**WHAT TO DO:**
A) In the mailing-list post about reviewing MPI_Dims_create, how long did the original version take for MPI_Dims_create(100, 3, {})?
B) Extend the mailing-list post about reviewing MPI_Dims_create, picking up right after its final line.

**GIVEN PASSAGE:**
##########

Re: [OMPI devel] Reviewing MPI_Dims_create

2014-02-11 Thread Christoph Niethammer
Hello,

Minor update as a little bug and an unused variable were left over in the patch.
I'll commit this + the parameter check change later.

Anybody volunteering for review of a cmr for 1.7.5. :)

Ah and some restults for MPI_Dims_create(100, 3, {})

original: 8.110628 sec
optimized-primes: 0.048702 sec
optimized-factorization: 0.13 sec

Regards
Christoph

--

Christoph Niethammer
High Performance Computing Center Stuttgart (HLRS)
Nobelstrasse 19
70569 Stuttgart

Tel: ++49(0)711-685-87203
email: nietham...@hlrs.de
http://www.hlrs.de/people/niethammer




- Ursprüngliche Mail -
Von: "Andreas Schäfer" 
An: "Open MPI Developers" 
Gesendet: Dienstag, 11. Februar 2014 12:16:53
Betreff: Re: [OMPI devel] Reviewing MPI_Dims_create

Hi,

ah, that's clever indeed!

##########

**RECORDS PROVIDED:**
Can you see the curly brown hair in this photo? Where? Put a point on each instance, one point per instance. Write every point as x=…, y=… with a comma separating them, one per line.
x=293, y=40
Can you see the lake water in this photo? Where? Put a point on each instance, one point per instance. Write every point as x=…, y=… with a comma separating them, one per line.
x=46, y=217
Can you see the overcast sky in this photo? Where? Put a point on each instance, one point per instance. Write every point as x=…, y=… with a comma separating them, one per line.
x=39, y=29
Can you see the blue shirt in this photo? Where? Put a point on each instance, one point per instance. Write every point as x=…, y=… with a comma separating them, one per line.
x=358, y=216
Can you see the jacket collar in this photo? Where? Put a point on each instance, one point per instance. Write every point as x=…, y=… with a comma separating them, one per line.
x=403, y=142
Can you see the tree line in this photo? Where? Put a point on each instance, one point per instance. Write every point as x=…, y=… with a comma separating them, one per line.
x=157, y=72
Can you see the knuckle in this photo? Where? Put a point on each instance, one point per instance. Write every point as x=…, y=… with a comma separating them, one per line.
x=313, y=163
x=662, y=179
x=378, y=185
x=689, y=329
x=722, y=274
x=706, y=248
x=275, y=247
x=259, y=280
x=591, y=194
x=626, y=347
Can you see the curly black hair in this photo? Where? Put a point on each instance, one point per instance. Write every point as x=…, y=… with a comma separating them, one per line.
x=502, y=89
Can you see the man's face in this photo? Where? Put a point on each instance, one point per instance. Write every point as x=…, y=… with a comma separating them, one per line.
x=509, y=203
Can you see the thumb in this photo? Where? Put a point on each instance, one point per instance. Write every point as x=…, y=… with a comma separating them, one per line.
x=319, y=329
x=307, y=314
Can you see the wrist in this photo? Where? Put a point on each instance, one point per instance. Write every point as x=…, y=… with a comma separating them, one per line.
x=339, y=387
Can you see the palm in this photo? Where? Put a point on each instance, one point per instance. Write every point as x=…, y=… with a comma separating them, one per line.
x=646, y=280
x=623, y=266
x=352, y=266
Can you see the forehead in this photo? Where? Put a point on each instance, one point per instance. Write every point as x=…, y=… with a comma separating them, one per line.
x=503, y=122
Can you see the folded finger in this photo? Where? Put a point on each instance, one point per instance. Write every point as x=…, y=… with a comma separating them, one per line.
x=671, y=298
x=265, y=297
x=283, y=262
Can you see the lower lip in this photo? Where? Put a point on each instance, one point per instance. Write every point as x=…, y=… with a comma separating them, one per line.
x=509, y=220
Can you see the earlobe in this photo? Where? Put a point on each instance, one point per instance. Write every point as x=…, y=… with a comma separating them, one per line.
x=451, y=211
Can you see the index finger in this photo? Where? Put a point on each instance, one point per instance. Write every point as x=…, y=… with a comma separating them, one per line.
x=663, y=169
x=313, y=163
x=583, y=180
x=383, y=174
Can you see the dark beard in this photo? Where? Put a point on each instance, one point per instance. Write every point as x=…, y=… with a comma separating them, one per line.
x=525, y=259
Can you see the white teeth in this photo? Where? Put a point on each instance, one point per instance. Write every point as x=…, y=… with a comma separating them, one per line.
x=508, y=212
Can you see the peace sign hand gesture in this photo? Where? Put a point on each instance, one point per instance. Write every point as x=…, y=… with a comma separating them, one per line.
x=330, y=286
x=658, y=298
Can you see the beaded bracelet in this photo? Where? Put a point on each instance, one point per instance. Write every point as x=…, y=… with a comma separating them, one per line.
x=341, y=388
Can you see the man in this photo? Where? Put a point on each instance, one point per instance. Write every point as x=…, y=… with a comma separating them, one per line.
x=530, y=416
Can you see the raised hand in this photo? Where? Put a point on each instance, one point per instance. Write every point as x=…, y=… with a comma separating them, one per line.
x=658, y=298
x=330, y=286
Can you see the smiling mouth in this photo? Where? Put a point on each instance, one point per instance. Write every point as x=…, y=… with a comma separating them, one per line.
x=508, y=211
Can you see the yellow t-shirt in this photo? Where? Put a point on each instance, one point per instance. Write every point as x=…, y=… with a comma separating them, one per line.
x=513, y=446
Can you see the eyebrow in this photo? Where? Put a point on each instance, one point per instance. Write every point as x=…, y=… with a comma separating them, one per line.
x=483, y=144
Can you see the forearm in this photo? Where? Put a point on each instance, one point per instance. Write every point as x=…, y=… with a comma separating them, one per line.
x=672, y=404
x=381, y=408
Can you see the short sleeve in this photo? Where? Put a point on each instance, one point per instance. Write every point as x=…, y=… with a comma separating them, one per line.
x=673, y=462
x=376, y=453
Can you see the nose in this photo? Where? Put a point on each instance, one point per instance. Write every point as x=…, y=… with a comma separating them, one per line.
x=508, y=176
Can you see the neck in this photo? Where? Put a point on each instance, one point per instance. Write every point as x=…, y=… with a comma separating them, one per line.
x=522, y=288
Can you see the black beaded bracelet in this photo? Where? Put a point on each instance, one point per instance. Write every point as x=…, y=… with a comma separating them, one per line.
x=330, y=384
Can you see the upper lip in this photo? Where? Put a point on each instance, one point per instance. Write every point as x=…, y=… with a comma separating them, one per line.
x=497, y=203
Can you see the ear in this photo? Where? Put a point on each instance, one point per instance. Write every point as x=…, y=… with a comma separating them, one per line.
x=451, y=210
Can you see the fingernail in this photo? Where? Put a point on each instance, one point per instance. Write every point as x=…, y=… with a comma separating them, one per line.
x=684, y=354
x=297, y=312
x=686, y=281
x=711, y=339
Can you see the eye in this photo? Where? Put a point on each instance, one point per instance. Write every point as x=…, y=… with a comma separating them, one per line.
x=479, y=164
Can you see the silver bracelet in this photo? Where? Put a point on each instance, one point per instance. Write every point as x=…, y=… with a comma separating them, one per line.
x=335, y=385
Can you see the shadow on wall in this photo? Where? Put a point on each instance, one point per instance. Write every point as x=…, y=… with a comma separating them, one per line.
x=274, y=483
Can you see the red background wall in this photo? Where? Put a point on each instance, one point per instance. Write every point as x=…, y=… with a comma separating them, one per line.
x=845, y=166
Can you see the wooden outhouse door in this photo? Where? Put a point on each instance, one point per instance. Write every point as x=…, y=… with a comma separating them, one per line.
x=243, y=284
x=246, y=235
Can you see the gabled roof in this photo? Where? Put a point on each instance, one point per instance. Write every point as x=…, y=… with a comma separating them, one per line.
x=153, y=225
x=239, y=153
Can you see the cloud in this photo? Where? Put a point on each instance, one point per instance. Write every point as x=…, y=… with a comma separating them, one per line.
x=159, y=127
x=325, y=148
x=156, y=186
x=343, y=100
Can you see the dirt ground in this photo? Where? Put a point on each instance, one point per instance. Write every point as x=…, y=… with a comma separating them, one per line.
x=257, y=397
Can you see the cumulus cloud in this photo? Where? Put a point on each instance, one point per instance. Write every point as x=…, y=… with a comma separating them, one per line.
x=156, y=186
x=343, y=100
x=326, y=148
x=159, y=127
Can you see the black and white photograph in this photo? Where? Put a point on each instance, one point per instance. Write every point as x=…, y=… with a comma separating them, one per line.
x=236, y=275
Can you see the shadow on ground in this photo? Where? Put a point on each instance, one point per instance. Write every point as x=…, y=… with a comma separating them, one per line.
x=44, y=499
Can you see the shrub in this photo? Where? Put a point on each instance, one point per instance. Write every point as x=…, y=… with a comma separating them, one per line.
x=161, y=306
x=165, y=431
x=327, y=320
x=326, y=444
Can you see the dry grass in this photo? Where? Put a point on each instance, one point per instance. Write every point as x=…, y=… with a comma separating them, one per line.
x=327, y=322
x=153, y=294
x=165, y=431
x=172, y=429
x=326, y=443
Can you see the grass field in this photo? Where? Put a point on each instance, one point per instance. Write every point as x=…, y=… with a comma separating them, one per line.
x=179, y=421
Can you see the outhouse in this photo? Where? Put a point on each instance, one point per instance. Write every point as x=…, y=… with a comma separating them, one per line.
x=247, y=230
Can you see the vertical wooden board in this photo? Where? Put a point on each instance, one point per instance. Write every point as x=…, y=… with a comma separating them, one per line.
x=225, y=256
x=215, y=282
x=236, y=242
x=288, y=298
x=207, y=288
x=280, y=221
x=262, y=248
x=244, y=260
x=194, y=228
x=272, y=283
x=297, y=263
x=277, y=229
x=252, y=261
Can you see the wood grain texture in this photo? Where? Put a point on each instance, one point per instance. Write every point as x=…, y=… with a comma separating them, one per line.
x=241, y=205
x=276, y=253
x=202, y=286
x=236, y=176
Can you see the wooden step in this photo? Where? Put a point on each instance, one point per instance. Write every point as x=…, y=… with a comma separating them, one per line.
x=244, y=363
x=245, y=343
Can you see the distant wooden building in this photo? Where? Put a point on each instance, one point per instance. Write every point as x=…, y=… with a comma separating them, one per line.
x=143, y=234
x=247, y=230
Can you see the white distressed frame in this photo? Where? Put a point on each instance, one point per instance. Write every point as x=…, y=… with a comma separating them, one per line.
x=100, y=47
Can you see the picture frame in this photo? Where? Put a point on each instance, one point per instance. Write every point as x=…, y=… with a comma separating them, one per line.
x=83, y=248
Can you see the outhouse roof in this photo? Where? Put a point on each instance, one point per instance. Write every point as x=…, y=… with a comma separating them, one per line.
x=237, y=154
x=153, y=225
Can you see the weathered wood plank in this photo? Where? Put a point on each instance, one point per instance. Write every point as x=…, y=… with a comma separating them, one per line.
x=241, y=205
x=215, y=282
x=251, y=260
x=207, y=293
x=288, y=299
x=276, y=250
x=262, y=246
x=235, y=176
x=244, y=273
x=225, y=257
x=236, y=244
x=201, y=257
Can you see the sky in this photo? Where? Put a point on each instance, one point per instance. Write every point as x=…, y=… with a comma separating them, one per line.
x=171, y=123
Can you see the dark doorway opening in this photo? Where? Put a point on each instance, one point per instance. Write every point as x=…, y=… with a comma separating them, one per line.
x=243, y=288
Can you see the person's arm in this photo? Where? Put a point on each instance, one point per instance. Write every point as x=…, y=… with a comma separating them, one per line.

##########

**ANSWERS TO THE EXERCISE:**
A) 8.110628 seconds.

B)
Best
-Andreas


On 12:02 Tue 11 Feb , Christoph Niethammer wrote:
> Hello,
> 
> After rethinking Jeff's comments about caching prime numbers I came to the 
> conclusion that we can omit the prime numbers at all and go directly for the 
> factorization. :D
> We then only need at most   log_2(INT_MAX) * sizeof(int) = 32 * 4 byte = 128 
> byte   of memory for the factors.
> 
> Computational costs reduce as well as the factorization itself is done by a 
> loop with at most \sqrt(num) / 2 iterations - which is the same as in the 
> original prime number detection loop.
> I think this is the cleanest way which reduces also source code size. ;)
> 
> Find attache patch against the trunk.
> 
> Best regards
> Christoph
> 
> --
> 
> Christoph Niethammer
> High Performance Computing Center Stuttgart (HLRS)
> Nobelstrasse 19
> 70569 Stuttgart
> 
> Tel: ++49(0)711-685-87203
> email: nietham...@hlrs.de
> http://www.hlrs.de/people/niethammer
> 
> 
> 
> - Ursprüngliche Mail -
> Von: "Andreas Schäfer" 
> An: "Open MPI Developers" 
> Gesendet: Dienstag, 11. Februar 2014 06:24:56
> Betreff: Re: [OMPI devel] Reviewing MPI_Dims_create
> 
> OK, so we were thinking the same thing :-) The optimization you
> mention below is the same I've used in my updated patch.
> 
> 
> On 02:29 Tue 11 Feb , Christoph Niethammer wrote:
> > As mentioned in my former mail I did not touch the factorization
> > code.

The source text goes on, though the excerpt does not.